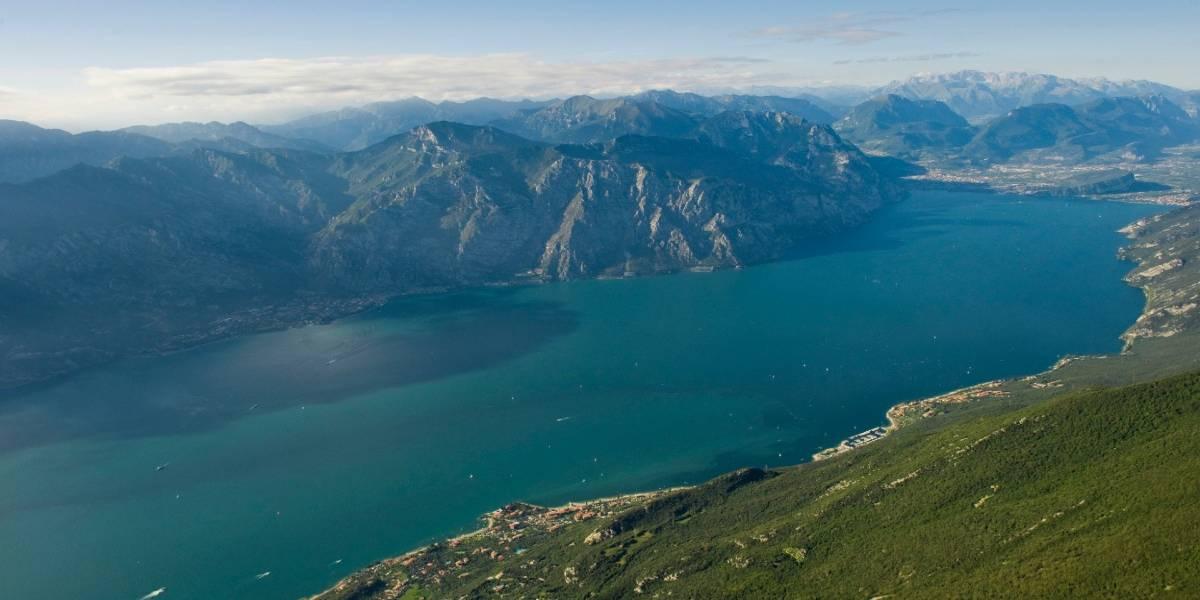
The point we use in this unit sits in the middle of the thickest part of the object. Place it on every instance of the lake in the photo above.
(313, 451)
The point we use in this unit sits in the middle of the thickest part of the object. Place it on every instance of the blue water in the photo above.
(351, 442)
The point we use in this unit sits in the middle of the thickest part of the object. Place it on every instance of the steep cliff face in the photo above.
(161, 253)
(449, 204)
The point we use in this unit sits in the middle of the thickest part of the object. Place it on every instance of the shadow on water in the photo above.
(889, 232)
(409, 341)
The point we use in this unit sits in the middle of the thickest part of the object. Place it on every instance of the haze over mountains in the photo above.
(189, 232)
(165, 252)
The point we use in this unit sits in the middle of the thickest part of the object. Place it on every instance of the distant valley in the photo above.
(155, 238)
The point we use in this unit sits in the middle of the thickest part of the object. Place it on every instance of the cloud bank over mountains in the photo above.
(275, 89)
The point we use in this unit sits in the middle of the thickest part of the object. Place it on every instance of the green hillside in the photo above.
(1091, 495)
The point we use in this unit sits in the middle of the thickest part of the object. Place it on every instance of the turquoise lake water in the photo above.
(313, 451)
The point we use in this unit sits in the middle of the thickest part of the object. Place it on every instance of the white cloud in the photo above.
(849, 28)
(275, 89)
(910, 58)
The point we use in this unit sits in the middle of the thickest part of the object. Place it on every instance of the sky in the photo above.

========================

# Task details:
Repeat every row above word for word, and leave the pictures out.

# Result of this task:
The point we use in this unit sits in the middle of the thickest part of the object. Place it on every instance of the lake in the photo above.
(313, 451)
The point we use in this unit sits in the middle of the thickest part of the object. Place it on every instance of the blue water in the photo above.
(351, 442)
The point we use in this unit sits in the middle of the thickest part of the object. Place it on every instance of the steep cliff face in the photo above.
(161, 253)
(449, 204)
The point we use in this unit sits in the middle of the thickest part of the object. Place it on every instance of the shadow on water in the photo above.
(889, 232)
(409, 341)
The point we use in this unit sits in the middle of the thickest part of the object. Place it on every instance of the haze over mountains in the photo above.
(189, 232)
(165, 252)
The point we use in this unit sits in the middle of the thickest part of the object. Place it on every instance of the distant valley in the photo above.
(155, 238)
The point we use in this unit sits in the middle of the thickest part of the object. Place it on every instance of the cloud bank over mountains in the photo above.
(275, 89)
The point we use in this unit sits in the middle of the thickest part of the object. Place it on every instance of the green hillside in the photo above.
(1091, 495)
The point we use in this unit sits in the middle of the thickest part of the object. Place it on every instance of the turquoise lake water in the photo above.
(313, 451)
The point we use in this unit sits in the middle of the thickest part of the object. Place it on every instance of the white cloud in the photo above.
(849, 28)
(275, 89)
(910, 58)
The point we use in this unit sits in the middle of the thickest part of the object. Place it on every instance of the sky in the photo above.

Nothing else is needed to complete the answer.